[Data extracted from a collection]

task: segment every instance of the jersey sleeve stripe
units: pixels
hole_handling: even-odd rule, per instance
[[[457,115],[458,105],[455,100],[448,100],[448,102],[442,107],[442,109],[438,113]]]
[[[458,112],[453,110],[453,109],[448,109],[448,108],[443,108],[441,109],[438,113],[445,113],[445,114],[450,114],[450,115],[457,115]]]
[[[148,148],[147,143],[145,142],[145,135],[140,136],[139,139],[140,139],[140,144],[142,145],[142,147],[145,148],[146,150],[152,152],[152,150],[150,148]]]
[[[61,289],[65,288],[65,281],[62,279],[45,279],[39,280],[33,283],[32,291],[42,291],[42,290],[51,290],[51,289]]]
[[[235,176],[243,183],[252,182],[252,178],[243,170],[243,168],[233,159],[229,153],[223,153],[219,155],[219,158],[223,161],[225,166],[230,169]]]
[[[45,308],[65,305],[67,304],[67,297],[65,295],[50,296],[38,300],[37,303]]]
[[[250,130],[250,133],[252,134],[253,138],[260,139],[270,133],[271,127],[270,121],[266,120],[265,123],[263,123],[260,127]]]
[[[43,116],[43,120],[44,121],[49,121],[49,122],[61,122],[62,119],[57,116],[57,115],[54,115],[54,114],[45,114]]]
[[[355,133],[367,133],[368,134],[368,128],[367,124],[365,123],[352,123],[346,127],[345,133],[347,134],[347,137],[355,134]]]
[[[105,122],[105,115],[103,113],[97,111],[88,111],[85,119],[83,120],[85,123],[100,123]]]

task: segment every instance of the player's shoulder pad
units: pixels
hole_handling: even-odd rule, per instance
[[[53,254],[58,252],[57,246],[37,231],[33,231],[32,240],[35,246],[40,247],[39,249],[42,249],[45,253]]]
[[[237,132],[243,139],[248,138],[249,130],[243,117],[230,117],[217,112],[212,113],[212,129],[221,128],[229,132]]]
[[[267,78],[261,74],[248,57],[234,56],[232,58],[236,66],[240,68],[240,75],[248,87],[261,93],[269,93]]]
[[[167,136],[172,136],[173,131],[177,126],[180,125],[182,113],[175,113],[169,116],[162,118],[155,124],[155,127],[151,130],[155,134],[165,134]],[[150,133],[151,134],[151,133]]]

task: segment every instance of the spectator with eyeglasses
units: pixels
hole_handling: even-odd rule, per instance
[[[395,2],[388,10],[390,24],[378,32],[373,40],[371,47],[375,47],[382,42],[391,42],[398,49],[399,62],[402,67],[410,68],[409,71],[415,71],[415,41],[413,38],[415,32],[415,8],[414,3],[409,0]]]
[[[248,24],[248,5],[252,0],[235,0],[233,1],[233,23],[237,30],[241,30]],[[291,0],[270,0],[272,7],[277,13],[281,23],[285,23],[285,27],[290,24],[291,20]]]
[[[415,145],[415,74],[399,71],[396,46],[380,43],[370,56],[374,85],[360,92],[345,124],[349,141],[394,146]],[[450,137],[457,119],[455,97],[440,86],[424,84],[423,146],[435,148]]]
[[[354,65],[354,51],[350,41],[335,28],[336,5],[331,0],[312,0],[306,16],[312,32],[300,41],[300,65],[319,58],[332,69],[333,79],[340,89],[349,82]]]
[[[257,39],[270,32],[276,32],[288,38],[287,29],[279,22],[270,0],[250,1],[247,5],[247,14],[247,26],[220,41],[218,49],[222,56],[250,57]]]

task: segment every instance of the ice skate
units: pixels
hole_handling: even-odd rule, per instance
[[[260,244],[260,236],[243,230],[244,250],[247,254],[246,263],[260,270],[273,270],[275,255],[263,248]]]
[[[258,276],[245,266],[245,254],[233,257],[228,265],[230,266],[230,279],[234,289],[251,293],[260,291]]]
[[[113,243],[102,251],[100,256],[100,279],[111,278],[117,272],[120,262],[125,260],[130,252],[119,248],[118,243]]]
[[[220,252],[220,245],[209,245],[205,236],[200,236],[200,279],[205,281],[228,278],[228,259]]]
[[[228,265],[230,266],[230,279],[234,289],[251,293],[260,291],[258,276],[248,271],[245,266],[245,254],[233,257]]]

WORK INSTRUCTIONS: Which lines of the entries above contain the word "every"? Copy each of them.

ANSWER BOX:
task: segment every instance of the jersey sleeve stripe
task: segment every instance of the player's shoulder pad
task: segment every instance of the spectator with eyeglasses
task: segment every instance of the ice skate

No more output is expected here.